In geschil is of op 8 januari 2013 tussen partijen de overeenkomst getiteld “Overeenkomst tot overname van Safique) tot stand is gekomen en, zo ja, of die overeenkomst, kort gezegd, inhoudt dat (door de uitvoering daarvan) de vermogensrechtelijke afwikkeling van de het huwelijk van partijen (de afwikkeling van de huwelijkse voorwaarden en de verdeling van de eenvoudige gemeenschap) is voltooid. Voorafgaande aan de beantwoording van de vraag of de overeenkomst van 8 januari 2013 tot stand is gekomen, moet worden geoordeeld wie van partijen het bestaan van deze overeenkomst dient te bewijzen.

▸ **Aangeleverde gegevens**:
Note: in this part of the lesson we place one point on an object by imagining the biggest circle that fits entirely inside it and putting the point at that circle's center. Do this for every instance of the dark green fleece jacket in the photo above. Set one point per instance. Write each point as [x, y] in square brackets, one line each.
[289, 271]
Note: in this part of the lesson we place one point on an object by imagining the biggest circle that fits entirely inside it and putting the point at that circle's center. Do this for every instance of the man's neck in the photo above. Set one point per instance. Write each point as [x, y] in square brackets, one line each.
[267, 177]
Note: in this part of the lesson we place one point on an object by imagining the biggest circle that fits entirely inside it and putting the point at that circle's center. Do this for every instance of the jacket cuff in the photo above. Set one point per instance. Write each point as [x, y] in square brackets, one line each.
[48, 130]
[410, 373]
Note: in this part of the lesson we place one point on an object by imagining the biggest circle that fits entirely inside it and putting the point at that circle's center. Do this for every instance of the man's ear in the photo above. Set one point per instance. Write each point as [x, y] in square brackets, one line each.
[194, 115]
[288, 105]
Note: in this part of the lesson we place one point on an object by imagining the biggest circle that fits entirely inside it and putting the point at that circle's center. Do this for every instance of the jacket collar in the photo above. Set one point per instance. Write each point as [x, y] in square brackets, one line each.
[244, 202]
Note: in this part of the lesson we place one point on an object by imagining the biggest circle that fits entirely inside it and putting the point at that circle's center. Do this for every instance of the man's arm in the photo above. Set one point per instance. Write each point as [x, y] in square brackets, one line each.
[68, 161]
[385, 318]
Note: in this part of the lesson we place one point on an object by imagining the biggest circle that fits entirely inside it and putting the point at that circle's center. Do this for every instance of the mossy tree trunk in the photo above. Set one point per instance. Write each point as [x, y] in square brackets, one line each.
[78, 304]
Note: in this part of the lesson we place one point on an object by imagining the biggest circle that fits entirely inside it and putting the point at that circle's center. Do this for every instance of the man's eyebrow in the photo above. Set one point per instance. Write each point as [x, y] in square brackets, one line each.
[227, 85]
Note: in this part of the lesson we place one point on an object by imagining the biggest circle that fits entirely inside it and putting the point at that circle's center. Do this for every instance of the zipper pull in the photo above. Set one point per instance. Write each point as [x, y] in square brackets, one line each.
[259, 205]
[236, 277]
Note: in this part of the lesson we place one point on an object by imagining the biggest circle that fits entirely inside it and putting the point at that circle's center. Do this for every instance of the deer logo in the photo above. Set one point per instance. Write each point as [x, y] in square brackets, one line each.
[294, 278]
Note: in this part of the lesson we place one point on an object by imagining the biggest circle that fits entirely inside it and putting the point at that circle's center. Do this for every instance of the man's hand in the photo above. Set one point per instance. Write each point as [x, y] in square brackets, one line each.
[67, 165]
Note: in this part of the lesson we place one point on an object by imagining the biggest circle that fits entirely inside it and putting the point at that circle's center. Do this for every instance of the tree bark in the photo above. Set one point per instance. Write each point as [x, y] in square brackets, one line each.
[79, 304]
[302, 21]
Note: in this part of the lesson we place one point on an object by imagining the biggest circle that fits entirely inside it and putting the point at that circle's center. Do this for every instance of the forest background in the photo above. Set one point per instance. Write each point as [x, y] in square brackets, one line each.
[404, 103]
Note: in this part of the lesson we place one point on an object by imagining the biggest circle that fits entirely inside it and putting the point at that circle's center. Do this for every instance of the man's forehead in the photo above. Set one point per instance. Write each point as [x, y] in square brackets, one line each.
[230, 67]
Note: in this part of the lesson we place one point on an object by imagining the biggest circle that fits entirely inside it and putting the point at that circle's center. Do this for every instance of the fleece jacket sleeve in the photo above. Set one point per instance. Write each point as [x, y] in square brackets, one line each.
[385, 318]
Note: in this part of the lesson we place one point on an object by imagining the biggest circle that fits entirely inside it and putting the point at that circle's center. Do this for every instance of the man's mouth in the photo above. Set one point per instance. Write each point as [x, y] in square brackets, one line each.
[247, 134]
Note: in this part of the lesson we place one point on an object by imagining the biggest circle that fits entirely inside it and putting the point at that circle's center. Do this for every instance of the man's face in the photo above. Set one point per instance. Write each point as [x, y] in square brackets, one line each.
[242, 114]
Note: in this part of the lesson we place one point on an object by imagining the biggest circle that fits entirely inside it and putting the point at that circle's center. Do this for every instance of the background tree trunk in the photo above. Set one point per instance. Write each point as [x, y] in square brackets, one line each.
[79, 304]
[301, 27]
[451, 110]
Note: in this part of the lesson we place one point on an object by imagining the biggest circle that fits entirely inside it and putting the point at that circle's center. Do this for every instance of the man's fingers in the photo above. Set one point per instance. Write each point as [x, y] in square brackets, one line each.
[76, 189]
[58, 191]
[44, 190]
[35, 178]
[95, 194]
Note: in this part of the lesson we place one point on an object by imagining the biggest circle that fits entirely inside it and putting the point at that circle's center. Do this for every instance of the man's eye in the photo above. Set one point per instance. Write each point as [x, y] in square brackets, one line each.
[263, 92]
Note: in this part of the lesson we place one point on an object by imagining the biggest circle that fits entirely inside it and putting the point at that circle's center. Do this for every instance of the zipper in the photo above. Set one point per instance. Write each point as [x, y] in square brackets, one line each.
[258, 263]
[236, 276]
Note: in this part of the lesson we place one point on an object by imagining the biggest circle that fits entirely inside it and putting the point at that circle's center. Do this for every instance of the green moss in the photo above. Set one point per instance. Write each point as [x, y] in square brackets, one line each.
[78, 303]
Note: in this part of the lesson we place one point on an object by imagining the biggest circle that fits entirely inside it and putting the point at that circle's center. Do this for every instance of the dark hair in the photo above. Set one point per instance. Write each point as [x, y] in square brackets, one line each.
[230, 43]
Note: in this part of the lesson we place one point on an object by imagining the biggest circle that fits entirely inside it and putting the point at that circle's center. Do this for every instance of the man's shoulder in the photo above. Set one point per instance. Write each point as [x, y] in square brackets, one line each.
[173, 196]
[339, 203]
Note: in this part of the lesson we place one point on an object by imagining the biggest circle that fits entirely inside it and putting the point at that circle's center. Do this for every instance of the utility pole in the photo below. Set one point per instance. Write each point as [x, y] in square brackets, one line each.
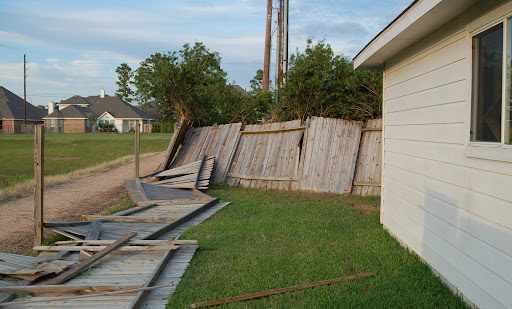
[268, 40]
[282, 43]
[284, 39]
[278, 48]
[25, 90]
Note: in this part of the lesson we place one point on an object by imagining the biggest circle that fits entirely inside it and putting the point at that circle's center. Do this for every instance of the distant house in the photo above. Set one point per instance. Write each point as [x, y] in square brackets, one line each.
[12, 113]
[447, 140]
[94, 113]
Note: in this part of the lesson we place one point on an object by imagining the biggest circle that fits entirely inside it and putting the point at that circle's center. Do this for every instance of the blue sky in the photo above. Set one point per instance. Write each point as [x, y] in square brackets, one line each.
[73, 47]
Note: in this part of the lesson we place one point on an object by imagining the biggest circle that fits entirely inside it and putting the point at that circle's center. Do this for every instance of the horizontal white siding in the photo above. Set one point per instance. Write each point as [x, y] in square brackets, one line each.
[452, 210]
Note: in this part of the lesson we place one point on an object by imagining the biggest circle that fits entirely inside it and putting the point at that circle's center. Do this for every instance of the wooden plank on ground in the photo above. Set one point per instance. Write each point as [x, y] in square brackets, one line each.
[61, 290]
[76, 270]
[55, 248]
[141, 296]
[130, 219]
[279, 291]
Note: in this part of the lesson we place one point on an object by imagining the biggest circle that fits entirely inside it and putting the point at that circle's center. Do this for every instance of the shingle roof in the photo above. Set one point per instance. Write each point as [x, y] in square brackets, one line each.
[116, 107]
[74, 100]
[97, 106]
[11, 107]
[72, 111]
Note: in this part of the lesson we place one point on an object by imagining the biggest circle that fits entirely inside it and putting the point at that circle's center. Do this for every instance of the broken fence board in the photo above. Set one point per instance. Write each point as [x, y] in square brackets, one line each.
[76, 270]
[279, 291]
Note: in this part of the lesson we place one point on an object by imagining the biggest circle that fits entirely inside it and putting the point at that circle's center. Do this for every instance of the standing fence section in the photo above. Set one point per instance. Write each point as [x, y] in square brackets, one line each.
[268, 156]
[319, 155]
[369, 163]
[329, 155]
[218, 141]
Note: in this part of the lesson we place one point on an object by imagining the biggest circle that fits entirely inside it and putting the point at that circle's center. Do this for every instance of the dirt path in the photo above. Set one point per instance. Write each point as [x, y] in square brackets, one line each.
[66, 202]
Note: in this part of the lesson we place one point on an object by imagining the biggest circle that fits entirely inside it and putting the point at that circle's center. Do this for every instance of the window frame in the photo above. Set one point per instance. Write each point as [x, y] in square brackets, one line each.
[497, 151]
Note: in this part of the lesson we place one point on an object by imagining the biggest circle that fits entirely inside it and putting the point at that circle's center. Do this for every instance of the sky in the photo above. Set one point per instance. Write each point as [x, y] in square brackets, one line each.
[74, 47]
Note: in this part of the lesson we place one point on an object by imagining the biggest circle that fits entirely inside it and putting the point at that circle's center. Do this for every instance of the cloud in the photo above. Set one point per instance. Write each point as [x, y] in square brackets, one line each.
[76, 46]
[331, 30]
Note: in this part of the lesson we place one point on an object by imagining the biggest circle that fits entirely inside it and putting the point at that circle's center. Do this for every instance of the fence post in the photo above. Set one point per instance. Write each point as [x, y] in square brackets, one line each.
[137, 149]
[39, 184]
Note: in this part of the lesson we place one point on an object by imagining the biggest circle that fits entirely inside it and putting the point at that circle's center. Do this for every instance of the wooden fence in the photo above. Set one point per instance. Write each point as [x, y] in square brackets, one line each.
[369, 162]
[218, 141]
[268, 156]
[319, 155]
[329, 155]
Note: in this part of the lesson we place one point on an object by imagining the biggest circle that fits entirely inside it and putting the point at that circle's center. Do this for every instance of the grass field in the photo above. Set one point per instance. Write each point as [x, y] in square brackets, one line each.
[270, 239]
[68, 152]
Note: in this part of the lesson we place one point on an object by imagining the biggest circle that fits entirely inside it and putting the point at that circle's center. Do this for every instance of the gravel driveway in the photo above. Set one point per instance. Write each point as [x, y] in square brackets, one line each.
[67, 202]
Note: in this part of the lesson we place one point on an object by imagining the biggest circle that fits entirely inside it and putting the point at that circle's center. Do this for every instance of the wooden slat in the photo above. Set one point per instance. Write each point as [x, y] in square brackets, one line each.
[185, 218]
[137, 149]
[264, 178]
[129, 219]
[130, 243]
[39, 183]
[76, 270]
[55, 248]
[92, 234]
[173, 202]
[369, 160]
[59, 289]
[369, 184]
[141, 296]
[176, 140]
[279, 291]
[141, 190]
[245, 132]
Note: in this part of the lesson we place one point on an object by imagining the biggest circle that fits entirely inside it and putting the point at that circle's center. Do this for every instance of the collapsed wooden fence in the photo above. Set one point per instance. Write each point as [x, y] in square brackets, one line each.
[318, 155]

▸ **Opgave 1**:
Beantwoord de volgende vragen aan de hand van de geciteerde passage.
(a) Op welke datum zou de overeenkomst tussen partijen tot stand zijn gekomen?
(b) Welke twee onderdelen noemt de passage als de vermogensrechtelijke afwikkeling van het huwelijk?
(c) Wat moet worden beoordeeld voordat de vraag naar de totstandkoming van de overeenkomst wordt beantwoord?
▸ **Opgave 2**:
Schrijf de geciteerde passage over het geschil tussen partijen verder, te beginnen na de laatste zin.

▸ **Antwoord 1**:
(a) Op 8 januari 2013.
(b) De afwikkeling van de huwelijkse voorwaarden en de verdeling van de eenvoudige gemeenschap.
(c) Welke partij het bestaan van deze overeenkomst moet bewijzen.

▸ **Antwoord 2**:
Bewijslast
3.6.3.1. De man betoogt (althans zo begrijp het hof zijn stelling) dat aan zijn zijde sprake is van bewijsnood op grond waarvan deze moet worden verlicht (en hij daarom kan volstaan met het overleggen van een kopie van deze overeenkomst en de originele digitale scan hiervan). Het hof is van oordeel dat dit betoog geen doel treft en overweegt hiertoe als volgt.
Krachtens het bepaalde in art. 150 Rv dient de man, alle feiten te stellen die benodigd zijn voor het intreden van het door hem beoogde rechtsgevolg (de totstandkoming van de overeenkomst op 8 januari 2013 waardoor, kort gezegd niets meer tussen partijen te verrekenen en/of verdelen valt) en, indien hij aan die stelplicht heeft voldaan, bij genoegzame betwisting daarvan, deze feiten te bewijzen.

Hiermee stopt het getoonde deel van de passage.